» **Tasks**:
1: In the share purchase document, what price per share are investors paying for the Company's Common Stock?
2: State whether each of the following statements agrees with the share purchase document, and quote the words that decide it: (a) If stockholder approval does not occur, the note accrues interest at prime plus 2%. (b) National Datacomputer, Inc. is a Delaware corporation. (c) The Borrower may repay the principal of the Note in several installments.

000 XXXXXXXXX XXXXXXXX
XXXXXXXXXX, XXXXXXXXXXXXX 00000
January 11, 2007
[Name and Address Of
Officer/Director]
Dear _____l:
In connection with your proposed purchase of shares of National
Datacomputer, Inc., enclosed please find a form of Convertible Promissory Note
and a Share Transfer Agreement.
Under the terms of this arrangement, investors are purchasing shares of
the Company's Common Stock at a price of $.0197764 per share. This translates to
___________ shares (the "Shares") for your investment of $____.
The Board has determined to not sell the Shares until it has received
approval from the stockholders of the Company for this transaction with officers
and directors. The attached Note provides for automatic conversion of the Note
into the Shares upon receipt of such stockholder approval. If the approval does
not occur, then the note will be due and payable on June 30, 2008 and will
accrue interest at the rate of prime plus 2%.
If the foregoing correctly sets forth our understanding, kindly sign
and return this letter together with a copy of the attached Share Transfer
Agreement.
Very truly yours,
Xxxxx Xxxxxxx,
Chief Accounting Officer
ACCEPTED AND AGREED:
________________________
CONVERTIBLE PROMISSORY NOTE
$_____.00 January 11, 0000
Xxxxxx, Xxxxxxxxxxxxx
FOR VALUE RECEIVED, NATIONAL DATACOMPUTER, INC., a Delaware corporation
with its principal place of business at 000 Xxxxxxxxx Xxxxxxxx, Xxxxxxxxx,
Xxxxxxxxxxxxx 0000 (the "Borrower") hereby promises to pay to the order of (NAME
OF LENDER (the "Lender"), in lawful money of the United States of America at the
office of the Lender at (ADDRESS OF LENDER) , or at such other place or places
or to such other party or parties as the Lender may from time to time designate,
the principal sum of ______ Thousand Dollars ($__,000.00). The Borrower shall
pay the entire principal balance of this Note in one payment on June 30, 2008.

[Dataset excerpt]
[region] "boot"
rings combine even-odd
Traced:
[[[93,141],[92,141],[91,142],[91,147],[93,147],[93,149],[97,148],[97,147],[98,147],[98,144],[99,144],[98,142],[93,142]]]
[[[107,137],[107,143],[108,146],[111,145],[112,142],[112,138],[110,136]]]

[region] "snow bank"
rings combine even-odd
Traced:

==

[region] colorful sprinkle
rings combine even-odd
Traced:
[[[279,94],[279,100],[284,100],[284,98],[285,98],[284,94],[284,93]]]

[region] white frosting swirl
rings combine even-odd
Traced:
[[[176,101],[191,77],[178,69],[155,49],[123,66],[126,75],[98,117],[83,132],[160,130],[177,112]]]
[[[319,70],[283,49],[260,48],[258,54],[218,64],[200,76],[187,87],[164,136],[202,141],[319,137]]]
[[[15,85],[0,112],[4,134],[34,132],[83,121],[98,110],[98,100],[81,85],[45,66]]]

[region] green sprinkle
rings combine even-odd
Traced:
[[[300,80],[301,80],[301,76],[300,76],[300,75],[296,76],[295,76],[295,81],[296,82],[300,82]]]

...

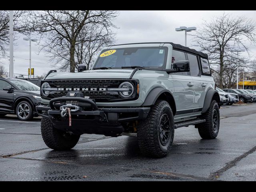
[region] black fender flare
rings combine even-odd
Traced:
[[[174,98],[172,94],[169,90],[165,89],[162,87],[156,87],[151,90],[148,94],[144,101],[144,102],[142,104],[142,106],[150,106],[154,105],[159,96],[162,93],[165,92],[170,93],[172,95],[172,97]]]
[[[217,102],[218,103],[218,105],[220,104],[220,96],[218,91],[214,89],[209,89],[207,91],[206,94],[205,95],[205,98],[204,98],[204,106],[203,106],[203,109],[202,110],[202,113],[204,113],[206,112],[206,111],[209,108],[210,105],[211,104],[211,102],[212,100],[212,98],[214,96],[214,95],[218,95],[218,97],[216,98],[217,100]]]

» **Complete answers**:
1: $.0197764 per share

2:
(a) Yes: "will accrue interest at the rate of prime plus 2%"
(b) Yes: "NATIONAL DATACOMPUTER, INC., a Delaware corporation"
(c) No: "pay the entire principal balance of this Note in one payment on June 30, 2008"